● OBJECTIVE
Quote word for word everything in the records below, from the line containing "label the cap brim, a point per instance." down to the last line of the records.

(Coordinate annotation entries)
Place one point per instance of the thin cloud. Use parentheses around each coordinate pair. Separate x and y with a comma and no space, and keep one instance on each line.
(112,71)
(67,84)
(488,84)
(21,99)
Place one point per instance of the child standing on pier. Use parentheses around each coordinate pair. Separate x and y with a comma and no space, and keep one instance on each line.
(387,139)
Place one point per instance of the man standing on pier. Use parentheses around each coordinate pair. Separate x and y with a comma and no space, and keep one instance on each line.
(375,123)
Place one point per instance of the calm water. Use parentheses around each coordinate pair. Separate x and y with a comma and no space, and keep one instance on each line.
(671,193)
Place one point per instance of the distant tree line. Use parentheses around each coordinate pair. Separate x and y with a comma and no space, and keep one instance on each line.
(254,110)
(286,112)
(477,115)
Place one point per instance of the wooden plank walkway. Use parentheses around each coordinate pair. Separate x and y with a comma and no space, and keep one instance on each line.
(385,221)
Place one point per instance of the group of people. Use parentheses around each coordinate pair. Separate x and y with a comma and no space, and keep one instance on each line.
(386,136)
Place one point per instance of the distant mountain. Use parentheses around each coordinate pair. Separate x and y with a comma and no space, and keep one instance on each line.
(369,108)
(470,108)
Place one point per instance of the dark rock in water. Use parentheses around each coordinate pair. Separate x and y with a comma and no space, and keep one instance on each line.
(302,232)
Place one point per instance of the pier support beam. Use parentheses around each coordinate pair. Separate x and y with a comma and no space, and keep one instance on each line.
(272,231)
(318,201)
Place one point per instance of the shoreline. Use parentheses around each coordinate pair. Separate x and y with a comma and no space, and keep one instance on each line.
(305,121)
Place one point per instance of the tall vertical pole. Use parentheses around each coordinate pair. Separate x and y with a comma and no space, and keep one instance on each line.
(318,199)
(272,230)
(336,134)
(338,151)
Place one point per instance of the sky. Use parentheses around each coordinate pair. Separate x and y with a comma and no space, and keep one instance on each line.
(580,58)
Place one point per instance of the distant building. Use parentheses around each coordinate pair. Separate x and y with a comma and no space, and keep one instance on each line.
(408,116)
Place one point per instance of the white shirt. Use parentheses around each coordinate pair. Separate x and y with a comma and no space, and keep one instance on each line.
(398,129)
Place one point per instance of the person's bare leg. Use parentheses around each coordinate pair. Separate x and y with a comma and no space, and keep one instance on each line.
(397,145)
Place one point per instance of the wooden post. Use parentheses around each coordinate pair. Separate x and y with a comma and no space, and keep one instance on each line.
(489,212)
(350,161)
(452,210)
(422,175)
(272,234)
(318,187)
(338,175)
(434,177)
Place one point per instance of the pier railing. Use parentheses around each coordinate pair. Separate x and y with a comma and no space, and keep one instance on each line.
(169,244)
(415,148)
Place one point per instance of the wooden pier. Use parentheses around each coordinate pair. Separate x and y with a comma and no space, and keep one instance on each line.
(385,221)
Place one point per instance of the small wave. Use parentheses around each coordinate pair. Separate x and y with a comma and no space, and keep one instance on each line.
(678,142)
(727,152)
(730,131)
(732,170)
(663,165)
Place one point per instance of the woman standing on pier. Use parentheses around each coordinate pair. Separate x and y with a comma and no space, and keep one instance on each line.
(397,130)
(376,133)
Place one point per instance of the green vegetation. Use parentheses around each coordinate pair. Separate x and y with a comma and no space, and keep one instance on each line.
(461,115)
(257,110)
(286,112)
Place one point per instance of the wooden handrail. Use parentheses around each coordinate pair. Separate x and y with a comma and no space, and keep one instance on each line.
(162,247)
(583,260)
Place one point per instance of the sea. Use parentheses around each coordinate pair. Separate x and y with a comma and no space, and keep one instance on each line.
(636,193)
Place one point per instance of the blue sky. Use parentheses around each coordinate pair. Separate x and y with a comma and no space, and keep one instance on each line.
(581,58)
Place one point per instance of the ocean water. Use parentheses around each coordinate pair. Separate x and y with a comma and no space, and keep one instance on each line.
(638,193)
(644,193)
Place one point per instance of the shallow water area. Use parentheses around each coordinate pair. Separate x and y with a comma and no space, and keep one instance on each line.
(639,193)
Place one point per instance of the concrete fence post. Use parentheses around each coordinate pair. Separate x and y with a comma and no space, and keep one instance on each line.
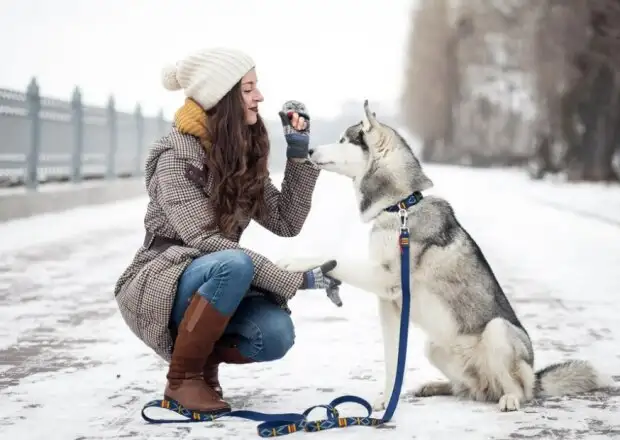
(77,123)
(33,98)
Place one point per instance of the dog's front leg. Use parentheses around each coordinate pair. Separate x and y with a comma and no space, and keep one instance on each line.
(389,315)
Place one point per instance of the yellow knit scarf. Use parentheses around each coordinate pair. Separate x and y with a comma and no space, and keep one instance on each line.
(191,119)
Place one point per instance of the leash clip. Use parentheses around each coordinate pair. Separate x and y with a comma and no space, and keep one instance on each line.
(402,212)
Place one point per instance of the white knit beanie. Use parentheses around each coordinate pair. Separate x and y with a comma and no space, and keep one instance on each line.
(207,75)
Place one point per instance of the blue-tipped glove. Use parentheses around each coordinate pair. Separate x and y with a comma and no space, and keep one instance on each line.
(317,278)
(297,141)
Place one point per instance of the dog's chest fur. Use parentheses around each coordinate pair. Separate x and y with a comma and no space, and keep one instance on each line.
(428,311)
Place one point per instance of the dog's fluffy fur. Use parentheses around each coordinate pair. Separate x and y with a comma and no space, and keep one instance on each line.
(474,336)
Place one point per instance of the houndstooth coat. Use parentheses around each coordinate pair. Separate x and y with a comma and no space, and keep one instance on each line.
(179,208)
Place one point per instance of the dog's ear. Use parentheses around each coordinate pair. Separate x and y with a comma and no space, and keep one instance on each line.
(370,118)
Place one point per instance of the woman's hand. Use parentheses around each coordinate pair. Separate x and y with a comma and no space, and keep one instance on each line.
(318,278)
(296,123)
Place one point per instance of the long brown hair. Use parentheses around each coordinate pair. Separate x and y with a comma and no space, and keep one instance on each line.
(237,161)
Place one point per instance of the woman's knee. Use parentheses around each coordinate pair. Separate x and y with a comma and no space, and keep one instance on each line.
(278,336)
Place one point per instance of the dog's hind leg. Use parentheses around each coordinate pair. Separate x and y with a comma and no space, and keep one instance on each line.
(389,315)
(437,388)
(503,365)
(440,360)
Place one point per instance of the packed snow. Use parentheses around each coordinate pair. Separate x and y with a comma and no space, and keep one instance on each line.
(71,369)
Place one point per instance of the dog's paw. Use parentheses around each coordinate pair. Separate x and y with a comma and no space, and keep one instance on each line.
(380,403)
(434,389)
(300,264)
(509,402)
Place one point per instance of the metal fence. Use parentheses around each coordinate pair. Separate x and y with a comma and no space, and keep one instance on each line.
(44,139)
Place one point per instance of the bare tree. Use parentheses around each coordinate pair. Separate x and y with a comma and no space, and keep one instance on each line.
(431,79)
(577,66)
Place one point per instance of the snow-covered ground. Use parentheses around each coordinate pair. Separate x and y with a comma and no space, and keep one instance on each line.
(70,368)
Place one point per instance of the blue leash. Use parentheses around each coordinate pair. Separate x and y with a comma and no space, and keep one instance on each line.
(274,425)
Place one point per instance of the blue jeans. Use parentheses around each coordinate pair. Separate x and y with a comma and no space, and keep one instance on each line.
(265,331)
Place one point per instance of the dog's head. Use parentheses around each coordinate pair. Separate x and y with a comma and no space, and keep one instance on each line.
(378,159)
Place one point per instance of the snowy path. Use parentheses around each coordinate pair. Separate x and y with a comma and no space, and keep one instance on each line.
(70,369)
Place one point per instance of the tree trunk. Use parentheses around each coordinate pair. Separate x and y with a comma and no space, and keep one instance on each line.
(592,160)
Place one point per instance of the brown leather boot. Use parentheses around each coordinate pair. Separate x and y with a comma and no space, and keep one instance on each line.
(200,328)
(225,351)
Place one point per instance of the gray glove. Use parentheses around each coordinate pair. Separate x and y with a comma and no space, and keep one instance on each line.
(297,142)
(317,278)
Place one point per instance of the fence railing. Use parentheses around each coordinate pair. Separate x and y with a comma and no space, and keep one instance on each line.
(44,139)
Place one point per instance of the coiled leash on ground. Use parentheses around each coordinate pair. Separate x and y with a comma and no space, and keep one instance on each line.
(274,425)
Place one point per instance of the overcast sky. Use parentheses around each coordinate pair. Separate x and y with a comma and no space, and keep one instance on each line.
(322,52)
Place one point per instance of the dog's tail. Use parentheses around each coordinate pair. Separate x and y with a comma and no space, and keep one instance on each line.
(570,377)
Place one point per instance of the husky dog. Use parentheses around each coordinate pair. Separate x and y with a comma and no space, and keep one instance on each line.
(474,336)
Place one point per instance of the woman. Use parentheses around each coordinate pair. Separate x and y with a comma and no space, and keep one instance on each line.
(191,293)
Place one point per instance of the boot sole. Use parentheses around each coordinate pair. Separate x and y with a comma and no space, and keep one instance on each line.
(213,412)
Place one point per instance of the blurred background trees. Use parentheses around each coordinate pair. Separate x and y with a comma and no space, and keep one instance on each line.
(531,83)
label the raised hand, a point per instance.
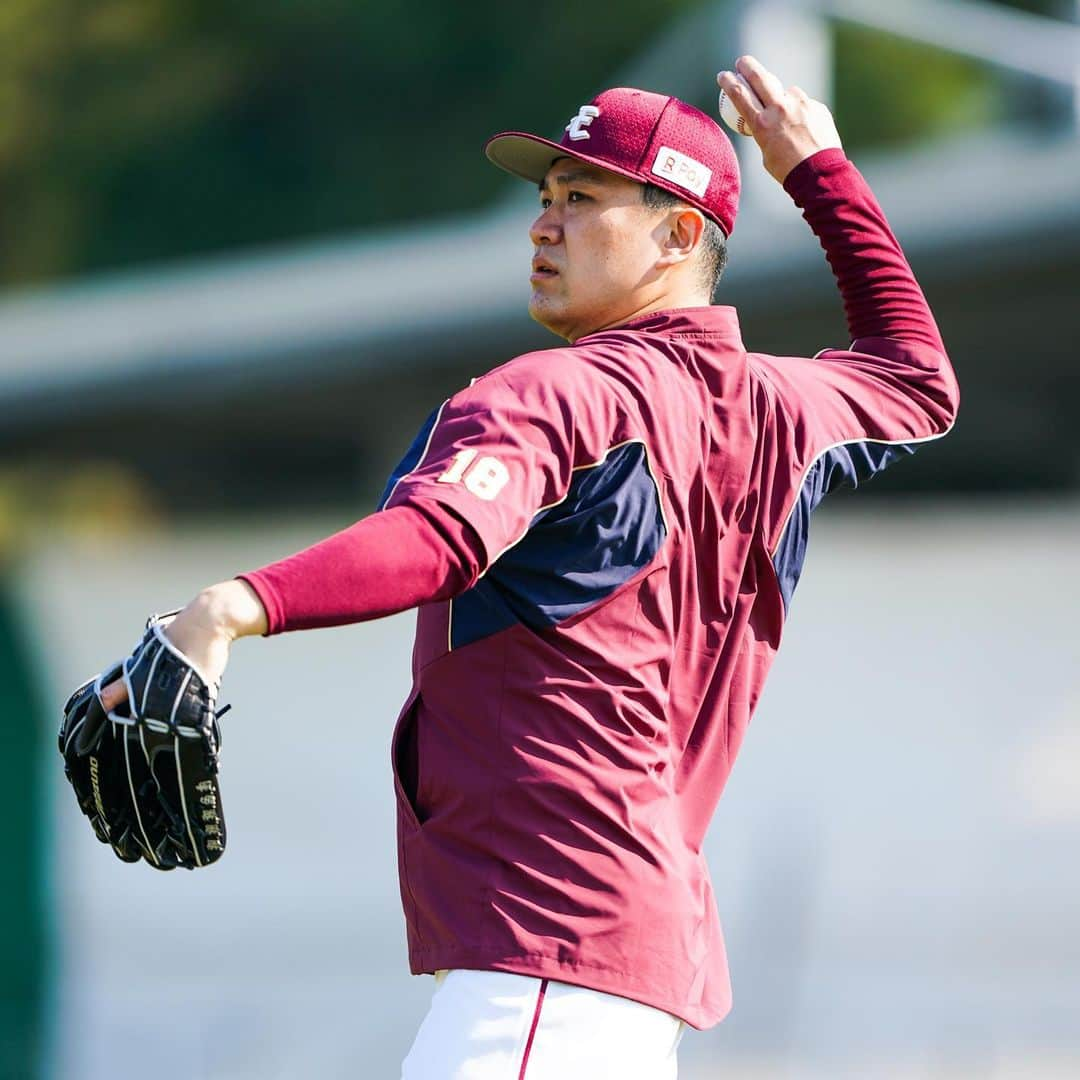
(787, 124)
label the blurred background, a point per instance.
(246, 247)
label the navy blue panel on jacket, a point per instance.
(609, 526)
(412, 458)
(839, 466)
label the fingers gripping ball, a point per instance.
(146, 772)
(731, 116)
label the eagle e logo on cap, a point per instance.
(683, 171)
(585, 116)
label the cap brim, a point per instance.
(529, 157)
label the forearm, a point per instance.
(386, 563)
(881, 298)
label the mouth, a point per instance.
(542, 270)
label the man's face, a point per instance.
(595, 250)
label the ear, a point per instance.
(683, 230)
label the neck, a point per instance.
(666, 301)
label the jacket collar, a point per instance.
(718, 321)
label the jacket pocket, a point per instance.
(405, 761)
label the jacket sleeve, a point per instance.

● WRITTEN SOLUTION
label the cap brim, a point per instance.
(529, 157)
label the forearm, a point per instance.
(386, 563)
(881, 298)
label the mouth, a point per instance.
(542, 270)
label the man's face, a point per instance.
(595, 250)
label the ear, a point per instance.
(683, 230)
label the neck, a point per instance.
(666, 301)
label the jacket collar, a point per instance.
(718, 321)
label the jacket pocket, a point per instance.
(405, 761)
label the jacket sleeve, a point per instance.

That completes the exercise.